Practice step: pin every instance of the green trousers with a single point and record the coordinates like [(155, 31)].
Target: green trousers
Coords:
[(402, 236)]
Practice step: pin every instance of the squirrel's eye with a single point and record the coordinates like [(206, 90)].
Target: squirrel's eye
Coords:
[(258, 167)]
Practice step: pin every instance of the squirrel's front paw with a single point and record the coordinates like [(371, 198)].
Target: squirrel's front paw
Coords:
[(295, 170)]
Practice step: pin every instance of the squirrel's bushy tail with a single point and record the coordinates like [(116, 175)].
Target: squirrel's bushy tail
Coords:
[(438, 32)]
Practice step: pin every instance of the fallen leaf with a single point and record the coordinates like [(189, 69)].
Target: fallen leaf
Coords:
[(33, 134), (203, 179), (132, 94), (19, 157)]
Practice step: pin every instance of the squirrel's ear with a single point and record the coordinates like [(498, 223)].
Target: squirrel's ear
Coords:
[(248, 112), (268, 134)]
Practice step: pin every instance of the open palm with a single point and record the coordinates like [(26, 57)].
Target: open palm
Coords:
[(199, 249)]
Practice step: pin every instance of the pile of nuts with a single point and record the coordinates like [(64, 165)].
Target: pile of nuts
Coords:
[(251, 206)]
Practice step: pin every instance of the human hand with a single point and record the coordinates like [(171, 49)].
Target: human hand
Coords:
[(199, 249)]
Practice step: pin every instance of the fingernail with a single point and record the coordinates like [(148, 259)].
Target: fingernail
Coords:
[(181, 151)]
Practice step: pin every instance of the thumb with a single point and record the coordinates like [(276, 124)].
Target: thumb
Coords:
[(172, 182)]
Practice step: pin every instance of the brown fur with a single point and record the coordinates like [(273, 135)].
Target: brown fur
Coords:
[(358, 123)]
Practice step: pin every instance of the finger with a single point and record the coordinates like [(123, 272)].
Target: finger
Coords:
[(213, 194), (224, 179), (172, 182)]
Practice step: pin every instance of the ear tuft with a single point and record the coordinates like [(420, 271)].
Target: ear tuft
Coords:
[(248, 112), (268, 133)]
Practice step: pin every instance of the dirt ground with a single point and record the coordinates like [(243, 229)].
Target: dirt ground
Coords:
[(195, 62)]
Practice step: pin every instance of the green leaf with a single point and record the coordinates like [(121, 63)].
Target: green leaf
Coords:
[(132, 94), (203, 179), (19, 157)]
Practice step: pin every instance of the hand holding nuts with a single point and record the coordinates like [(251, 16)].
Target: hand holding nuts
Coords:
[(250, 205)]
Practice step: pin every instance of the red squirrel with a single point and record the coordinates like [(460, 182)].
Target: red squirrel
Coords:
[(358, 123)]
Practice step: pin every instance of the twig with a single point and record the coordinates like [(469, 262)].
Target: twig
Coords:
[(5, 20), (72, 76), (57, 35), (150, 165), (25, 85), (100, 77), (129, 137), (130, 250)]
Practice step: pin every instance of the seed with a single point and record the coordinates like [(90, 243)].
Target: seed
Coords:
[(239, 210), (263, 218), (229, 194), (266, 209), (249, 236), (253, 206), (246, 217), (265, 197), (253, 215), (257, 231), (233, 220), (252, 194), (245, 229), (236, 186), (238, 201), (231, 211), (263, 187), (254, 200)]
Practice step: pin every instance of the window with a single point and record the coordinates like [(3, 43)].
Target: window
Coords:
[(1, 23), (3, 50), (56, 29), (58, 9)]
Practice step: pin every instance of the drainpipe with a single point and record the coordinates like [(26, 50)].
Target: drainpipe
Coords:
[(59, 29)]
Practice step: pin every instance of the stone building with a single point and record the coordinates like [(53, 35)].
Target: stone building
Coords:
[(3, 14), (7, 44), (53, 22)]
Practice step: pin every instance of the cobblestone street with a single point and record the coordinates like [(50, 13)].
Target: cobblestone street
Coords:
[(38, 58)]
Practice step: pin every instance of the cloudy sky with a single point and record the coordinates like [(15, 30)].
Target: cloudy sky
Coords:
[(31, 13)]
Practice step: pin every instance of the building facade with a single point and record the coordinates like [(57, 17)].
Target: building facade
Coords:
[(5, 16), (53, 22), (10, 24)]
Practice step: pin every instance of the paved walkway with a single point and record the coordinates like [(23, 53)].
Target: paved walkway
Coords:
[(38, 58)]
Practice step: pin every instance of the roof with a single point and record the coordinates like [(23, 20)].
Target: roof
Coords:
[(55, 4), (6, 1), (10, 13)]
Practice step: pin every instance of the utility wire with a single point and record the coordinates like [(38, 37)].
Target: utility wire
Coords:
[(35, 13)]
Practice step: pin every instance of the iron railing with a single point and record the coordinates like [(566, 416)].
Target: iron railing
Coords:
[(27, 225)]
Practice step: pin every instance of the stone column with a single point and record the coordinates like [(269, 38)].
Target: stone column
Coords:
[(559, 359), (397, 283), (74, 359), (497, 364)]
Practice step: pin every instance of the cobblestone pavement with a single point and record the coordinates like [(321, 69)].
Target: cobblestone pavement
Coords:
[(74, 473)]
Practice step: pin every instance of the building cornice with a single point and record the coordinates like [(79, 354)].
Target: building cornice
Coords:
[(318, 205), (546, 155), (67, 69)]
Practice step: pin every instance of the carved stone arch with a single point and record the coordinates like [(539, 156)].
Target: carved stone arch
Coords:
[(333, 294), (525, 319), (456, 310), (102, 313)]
***
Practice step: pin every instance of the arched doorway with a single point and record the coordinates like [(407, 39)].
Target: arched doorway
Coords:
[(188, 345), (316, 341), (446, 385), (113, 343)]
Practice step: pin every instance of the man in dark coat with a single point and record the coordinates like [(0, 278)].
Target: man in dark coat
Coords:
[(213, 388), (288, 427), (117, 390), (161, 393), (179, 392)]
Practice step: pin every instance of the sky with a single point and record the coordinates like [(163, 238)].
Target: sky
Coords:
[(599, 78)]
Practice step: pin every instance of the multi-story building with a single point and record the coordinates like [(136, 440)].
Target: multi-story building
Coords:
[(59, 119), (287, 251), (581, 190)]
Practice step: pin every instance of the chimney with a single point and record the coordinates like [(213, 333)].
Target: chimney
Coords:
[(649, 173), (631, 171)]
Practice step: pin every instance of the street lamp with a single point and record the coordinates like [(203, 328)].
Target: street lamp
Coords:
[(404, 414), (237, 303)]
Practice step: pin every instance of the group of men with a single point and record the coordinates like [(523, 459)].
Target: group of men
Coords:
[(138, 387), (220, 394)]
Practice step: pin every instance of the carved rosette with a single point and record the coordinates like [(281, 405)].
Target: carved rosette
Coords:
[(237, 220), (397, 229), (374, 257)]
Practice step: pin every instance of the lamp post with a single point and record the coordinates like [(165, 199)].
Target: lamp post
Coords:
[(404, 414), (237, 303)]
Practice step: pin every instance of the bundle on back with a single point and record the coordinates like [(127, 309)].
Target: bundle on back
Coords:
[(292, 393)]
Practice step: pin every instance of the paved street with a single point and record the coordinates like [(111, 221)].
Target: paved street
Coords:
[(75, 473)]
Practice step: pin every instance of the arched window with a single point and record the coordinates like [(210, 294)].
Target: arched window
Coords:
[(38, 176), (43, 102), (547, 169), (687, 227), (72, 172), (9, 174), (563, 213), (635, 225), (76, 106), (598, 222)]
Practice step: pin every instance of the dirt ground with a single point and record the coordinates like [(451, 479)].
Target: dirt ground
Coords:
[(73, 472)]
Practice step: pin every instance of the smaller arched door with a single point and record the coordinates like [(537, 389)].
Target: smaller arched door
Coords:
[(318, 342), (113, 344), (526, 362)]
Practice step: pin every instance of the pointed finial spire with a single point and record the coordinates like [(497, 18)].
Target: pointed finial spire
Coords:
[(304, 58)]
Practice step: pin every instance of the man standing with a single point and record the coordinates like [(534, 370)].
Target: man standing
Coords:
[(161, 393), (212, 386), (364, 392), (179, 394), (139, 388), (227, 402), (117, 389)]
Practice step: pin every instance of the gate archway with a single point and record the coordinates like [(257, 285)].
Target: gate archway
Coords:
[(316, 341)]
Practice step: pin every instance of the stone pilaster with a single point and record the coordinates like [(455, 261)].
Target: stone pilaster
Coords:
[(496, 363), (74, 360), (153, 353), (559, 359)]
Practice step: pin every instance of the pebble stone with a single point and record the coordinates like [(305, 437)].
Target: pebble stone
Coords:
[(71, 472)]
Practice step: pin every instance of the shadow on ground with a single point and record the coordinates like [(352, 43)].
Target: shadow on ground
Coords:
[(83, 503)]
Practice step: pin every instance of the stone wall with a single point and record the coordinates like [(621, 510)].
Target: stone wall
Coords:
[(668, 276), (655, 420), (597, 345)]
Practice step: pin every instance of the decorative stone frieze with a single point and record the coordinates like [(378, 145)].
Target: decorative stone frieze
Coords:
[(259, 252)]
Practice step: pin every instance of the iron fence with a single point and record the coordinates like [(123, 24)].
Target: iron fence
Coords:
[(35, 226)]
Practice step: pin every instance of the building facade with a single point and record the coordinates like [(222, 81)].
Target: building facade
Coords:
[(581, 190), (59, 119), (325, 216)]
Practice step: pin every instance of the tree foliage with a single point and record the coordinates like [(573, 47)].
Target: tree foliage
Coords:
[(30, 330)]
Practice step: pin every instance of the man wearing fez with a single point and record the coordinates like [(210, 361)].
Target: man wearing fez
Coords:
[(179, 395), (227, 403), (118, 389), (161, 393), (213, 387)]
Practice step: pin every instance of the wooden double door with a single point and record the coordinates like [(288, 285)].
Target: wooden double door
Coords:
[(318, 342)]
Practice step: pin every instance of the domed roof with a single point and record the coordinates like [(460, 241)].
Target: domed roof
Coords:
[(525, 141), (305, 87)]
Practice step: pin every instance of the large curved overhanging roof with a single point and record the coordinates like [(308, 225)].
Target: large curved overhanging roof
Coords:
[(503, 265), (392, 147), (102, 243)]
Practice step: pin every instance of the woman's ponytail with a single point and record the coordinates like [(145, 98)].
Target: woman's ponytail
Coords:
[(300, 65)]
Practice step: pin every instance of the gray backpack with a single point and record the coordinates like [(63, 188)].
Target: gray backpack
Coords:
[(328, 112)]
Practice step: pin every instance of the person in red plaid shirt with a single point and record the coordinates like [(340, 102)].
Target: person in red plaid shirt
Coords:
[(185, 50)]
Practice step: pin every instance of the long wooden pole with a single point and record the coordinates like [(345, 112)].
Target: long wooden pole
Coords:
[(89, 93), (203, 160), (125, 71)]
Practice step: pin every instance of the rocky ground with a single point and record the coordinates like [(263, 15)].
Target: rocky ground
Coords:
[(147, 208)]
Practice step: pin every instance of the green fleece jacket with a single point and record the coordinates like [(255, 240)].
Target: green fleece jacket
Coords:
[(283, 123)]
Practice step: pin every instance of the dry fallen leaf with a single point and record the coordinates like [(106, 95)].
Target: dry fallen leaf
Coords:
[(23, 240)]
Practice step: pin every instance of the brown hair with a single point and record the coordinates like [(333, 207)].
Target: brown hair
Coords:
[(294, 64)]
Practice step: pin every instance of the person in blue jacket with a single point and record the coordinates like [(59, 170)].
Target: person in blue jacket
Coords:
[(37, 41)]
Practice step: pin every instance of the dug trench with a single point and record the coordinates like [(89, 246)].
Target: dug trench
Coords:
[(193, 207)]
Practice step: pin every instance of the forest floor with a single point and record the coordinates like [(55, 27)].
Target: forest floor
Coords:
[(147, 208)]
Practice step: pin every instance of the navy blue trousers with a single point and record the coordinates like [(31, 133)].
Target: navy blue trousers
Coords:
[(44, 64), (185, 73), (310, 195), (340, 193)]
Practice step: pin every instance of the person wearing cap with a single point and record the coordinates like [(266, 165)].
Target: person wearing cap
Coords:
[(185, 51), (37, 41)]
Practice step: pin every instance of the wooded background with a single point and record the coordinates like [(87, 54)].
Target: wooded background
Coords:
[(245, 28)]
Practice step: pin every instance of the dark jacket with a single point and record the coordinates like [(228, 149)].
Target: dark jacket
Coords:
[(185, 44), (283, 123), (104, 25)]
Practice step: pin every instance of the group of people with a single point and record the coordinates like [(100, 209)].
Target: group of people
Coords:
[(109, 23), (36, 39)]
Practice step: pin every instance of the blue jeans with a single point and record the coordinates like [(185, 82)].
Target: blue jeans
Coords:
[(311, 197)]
***
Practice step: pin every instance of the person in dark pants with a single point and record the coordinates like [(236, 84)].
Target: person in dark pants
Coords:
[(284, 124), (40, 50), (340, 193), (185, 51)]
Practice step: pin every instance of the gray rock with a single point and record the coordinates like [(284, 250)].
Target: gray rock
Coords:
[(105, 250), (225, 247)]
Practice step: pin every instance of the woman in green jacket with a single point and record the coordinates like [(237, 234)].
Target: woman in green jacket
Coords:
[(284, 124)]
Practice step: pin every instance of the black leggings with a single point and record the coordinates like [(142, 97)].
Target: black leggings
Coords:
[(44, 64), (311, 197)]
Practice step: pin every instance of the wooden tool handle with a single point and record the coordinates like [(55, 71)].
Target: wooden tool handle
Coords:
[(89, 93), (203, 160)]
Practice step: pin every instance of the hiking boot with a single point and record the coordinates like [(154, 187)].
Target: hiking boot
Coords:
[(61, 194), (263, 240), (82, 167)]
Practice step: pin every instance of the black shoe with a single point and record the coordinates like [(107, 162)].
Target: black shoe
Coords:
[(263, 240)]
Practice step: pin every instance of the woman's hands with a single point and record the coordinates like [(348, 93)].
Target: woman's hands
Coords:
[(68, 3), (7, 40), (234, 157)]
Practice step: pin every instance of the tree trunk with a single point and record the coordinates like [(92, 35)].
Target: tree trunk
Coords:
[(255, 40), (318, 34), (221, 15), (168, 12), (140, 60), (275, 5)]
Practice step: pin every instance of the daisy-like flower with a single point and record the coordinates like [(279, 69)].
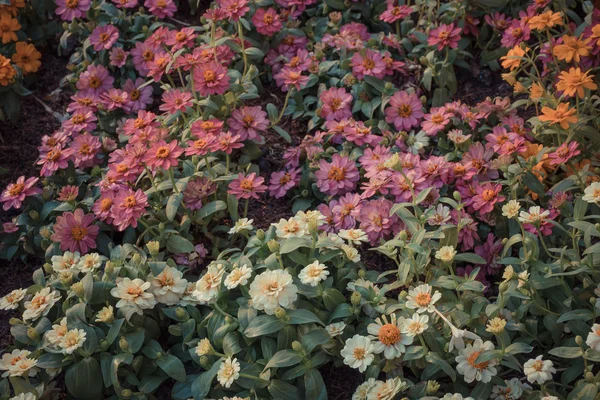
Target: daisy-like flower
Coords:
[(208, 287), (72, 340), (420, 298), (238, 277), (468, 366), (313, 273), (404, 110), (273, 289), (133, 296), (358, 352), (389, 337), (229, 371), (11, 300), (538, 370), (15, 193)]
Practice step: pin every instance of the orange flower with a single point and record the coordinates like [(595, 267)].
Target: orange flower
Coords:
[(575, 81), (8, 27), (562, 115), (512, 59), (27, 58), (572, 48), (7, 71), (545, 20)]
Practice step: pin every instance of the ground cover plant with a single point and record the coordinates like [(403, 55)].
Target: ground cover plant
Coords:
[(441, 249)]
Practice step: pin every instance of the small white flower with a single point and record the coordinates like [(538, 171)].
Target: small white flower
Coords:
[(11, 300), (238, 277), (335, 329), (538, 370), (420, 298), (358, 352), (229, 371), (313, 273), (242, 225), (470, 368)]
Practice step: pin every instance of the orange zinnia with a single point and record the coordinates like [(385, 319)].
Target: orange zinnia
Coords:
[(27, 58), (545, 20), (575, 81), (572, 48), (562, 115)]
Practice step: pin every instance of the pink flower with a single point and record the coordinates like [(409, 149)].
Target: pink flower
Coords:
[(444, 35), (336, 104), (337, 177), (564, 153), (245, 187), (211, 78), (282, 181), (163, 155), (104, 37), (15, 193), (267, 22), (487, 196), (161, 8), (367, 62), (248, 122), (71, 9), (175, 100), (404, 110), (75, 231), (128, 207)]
***
— What you should do —
Track down every line in the entries that includes the string "column", and copy it.

— Response —
Practice step: pin every instance of the stone column with a single point and record the coordinates like [(269, 38)].
Target: stone column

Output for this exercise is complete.